### Texte à lire
En revanche, je n'ai jamais entendu poser cette question fondamentale: quelle est votre définition du mandat de CBC/Radio-Canada? Comment vous voyez-vous dans trois, cinq ans si vos revenus publicitaires devaient chuter? Quelle relation doit s'établir avec vos concurrents privés? Ces questions qui sont au coeur de la mission du service public, n'ont pas été posées. Pourtant ce sont ces questions auxquelles il faut répondre. 

Car pendant ce temps, les superpuissances numériques américaines continuent à étendre leurs tentacules. Netflix a établi un record d'abonnements depuis le début de la pandémie.  De plus, l'arrivée d'un nouveau joueur au Québec, NOOVO, propriété de Bell, viendra bousculer dès cette année l'espace occupé par Radio-Canada et TVA dans le marché francophone. Cela vaut aussi bien sur les médias linéaires que sur les plateformes numériques. Dans un tel contexte, quelle sera la différence que proposera Radio-Canada à son public? "À quoi sert un service public si c'est pour faire comme les autres?" avais-je écrit lors de mon départ de Radio-Canada en 2012?

### Exercice court 1
Recopiez le passage du texte sur Radio-Canada compris entre « Car pendant ce » et « Radio-Canada en 2012? », bornes incluses.

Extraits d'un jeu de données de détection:
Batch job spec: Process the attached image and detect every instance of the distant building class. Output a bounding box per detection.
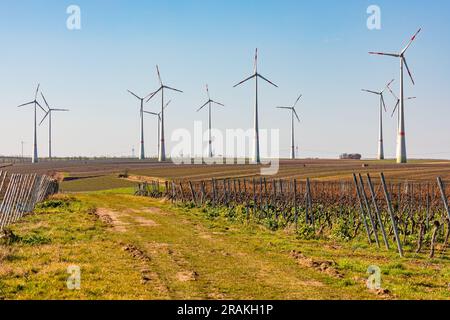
[339,153,362,160]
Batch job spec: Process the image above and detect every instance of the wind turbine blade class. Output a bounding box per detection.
[391,99,400,118]
[34,100,47,112]
[294,94,303,108]
[17,101,34,108]
[39,110,51,125]
[381,79,395,93]
[253,48,258,73]
[387,85,398,100]
[381,94,387,112]
[41,92,50,109]
[197,100,211,112]
[164,86,183,93]
[233,73,256,88]
[144,92,155,100]
[369,52,400,58]
[361,89,380,95]
[257,73,278,88]
[127,90,142,100]
[401,28,422,55]
[211,100,225,107]
[146,87,163,102]
[156,65,163,87]
[34,83,41,100]
[402,57,416,85]
[292,109,300,122]
[206,85,211,100]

### Exercice court 2
Rassemblez toutes les lignes des entrées qui contiennent la chaîne « instance », en tenant compte de la casse.

### Résultat final 1
Car pendant ce temps, les superpuissances numériques américaines continuent à étendre leurs tentacules. Netflix a établi un record d'abonnements depuis le début de la pandémie.  De plus, l'arrivée d'un nouveau joueur au Québec, NOOVO, propriété de Bell, viendra bousculer dès cette année l'espace occupé par Radio-Canada et TVA dans le marché francophone. Cela vaut aussi bien sur les médias linéaires que sur les plateformes numériques. Dans un tel contexte, quelle sera la différence que proposera Radio-Canada à son public? "À quoi sert un service public si c'est pour faire comme les autres?" avais-je écrit lors de mon départ de Radio-Canada en 2012?

### Résultat final 2
Batch job spec: Process the attached image and detect every instance of the distant building class. Output a bounding box per detection.
Batch job spec: Process the image above and detect every instance of the wind turbine blade class. Output a bounding box per detection.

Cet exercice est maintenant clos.